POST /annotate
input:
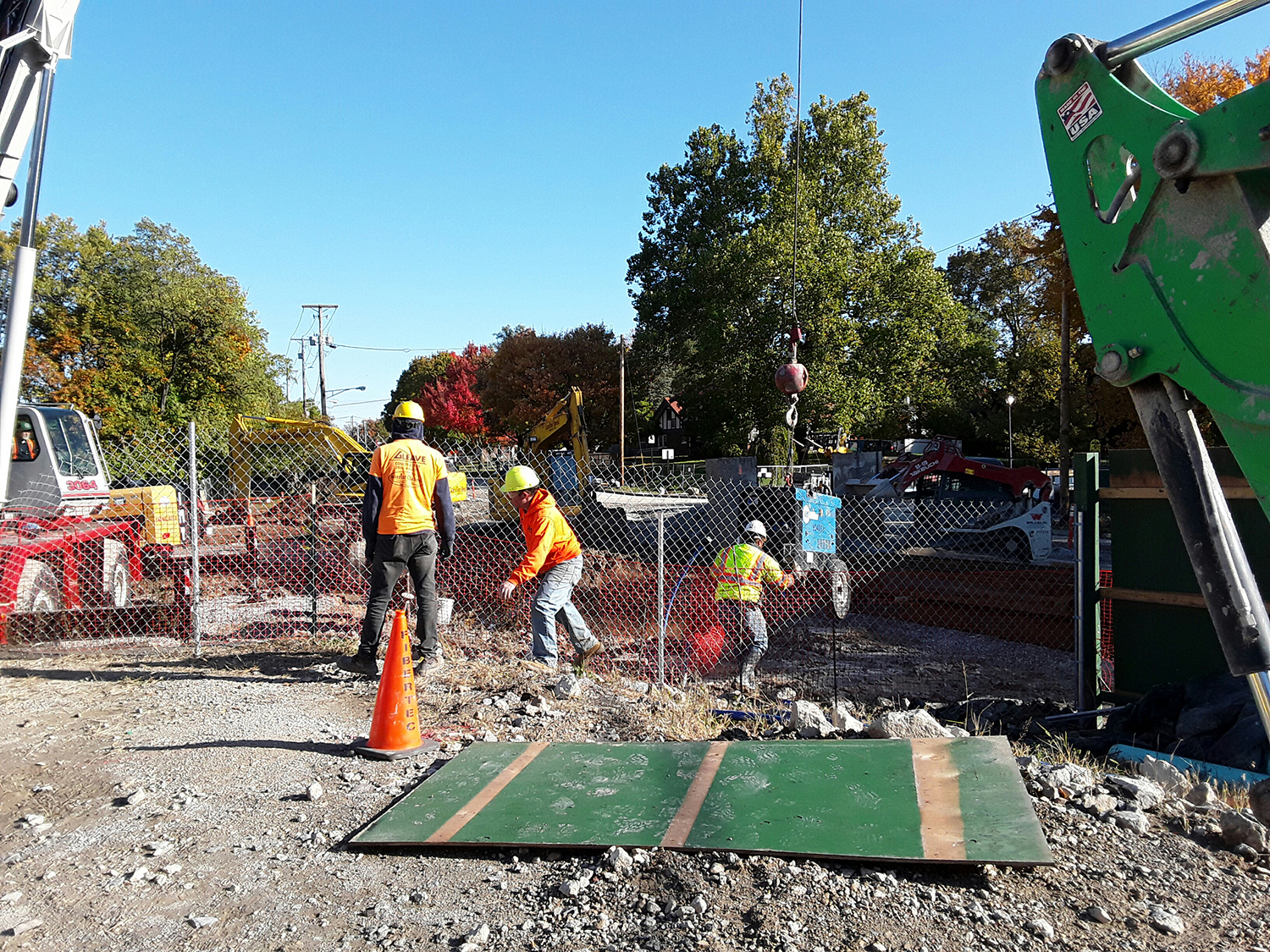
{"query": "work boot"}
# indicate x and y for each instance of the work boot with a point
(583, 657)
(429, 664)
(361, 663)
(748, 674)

■ ■ ■ ■

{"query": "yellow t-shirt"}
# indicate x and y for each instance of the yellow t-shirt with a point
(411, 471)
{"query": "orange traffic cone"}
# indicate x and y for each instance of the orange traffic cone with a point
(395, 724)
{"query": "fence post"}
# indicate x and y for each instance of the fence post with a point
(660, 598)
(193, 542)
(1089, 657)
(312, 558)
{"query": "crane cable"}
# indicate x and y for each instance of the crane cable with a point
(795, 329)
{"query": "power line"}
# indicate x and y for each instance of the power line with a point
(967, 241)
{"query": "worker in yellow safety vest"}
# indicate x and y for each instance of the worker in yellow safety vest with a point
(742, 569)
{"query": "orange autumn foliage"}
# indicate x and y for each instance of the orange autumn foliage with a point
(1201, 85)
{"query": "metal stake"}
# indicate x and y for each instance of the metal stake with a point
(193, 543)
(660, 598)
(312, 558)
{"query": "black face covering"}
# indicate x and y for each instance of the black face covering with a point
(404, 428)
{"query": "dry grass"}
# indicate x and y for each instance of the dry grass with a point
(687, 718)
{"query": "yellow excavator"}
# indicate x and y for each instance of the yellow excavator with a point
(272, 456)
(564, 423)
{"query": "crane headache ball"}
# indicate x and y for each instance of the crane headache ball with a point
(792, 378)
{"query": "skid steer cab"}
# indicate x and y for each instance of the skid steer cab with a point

■ ■ ■ ■

▸ Work request
Everything above from the line containing "excavator with a point" down to the line containing "# indicate x and y for each instance of the skid" should be copied exactly, both end lines included, and nothing else.

▸ Exercise solution
# indicate x and y for each instance of the yellow excavator with a point
(272, 456)
(564, 423)
{"query": "crane headache ball"}
# indicate x and y for each instance of the crane headache ball with a point
(792, 378)
{"query": "skid steer cab"}
# indicate x and y for each instance of the skid steer cab with a point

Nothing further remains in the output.